## EXERCISE AIM
Please copy out the part of the Union Bank results presentation that starts at the words "For credit to" and ends after "lower lending rates.", without changing a word.

## EXTRACT PROVIDED
BEGIN

Without much ado, we'll jump into the slides. The outline is simple. We're looking at our operating environment, Union Bank update, our H1 financial performance and then some view of the future.

Yes. We'll go straight to Slide #5, which looks at the macroeconomic update. We mentioned a few key highlights here. The monetary policy rate has been stable since the 50 basis points reduction in February. And we don't think it will vary that much going to the end of the year. Oil prices have revolved around $60 to $70 all year. And given the various factors at play, we're of the opinion that the prices will remain in that neighborhood for the remainder of the year. And this is way above our internal benchmark for oil and gas portfolio.

For credit to private sector, the policy rationale of the Central Bank today should accelerate growth of credit to the private sector and will have a positive influence on cost of funds and consequently lower lending rates.

We'll quickly jump to the next Slide 7, where we basically remind us of the ambition of the bank. We desire to be Nigeria's most reliable and trusted banking partner, working seriously to achieving that. We want to be a leader in retail and transaction banking. We also desire to be a leader in citizenship, sustainability and innovation. On the right-hand side of that slide, we present our 2019 priorities that should help us achieve our ambition. Specifically, relating to portfolio diversification, we have reduced our share of oil and gas and power sector in our loan portfolio, while expanding the retail, SME and portion of other critical segments in the economy. It's a focus of ours in 2019, and we're working hard towards that. The ecosystem play for us is very important because we seek deepen our wallet share of the ecosystem around our rich base of corporate customers.

END

## SUPPLIED MATERIAL

BEGIN

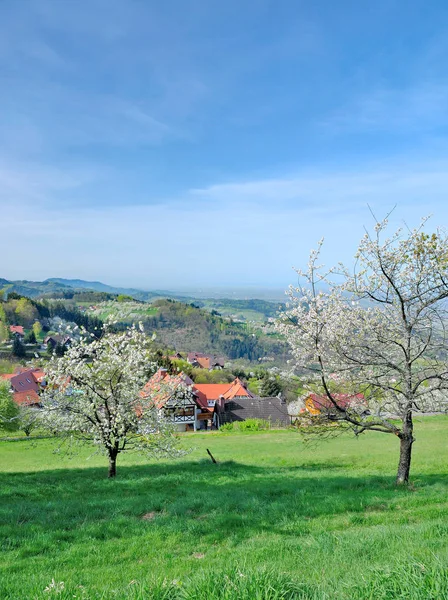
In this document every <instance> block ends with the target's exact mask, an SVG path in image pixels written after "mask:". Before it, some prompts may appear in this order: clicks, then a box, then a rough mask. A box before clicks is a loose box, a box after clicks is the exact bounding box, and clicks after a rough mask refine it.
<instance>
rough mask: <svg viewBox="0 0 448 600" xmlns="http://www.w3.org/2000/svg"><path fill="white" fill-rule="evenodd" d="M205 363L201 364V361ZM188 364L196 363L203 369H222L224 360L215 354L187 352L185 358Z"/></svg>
mask: <svg viewBox="0 0 448 600" xmlns="http://www.w3.org/2000/svg"><path fill="white" fill-rule="evenodd" d="M204 360H205V361H207V362H206V363H204V364H203V361H204ZM187 361H188V362H189V363H194V362H198V363H199V364H200V366H201V367H202V368H204V369H210V368H213V367H216V366H218V367H224V363H225V360H224V358H223V357H222V356H216V355H215V354H203V353H202V352H189V353H188V356H187Z"/></svg>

END

## SOLVED EXERCISE
For credit to private sector, the policy rationale of the Central Bank today should accelerate growth of credit to the private sector and will have a positive influence on cost of funds and consequently lower lending rates.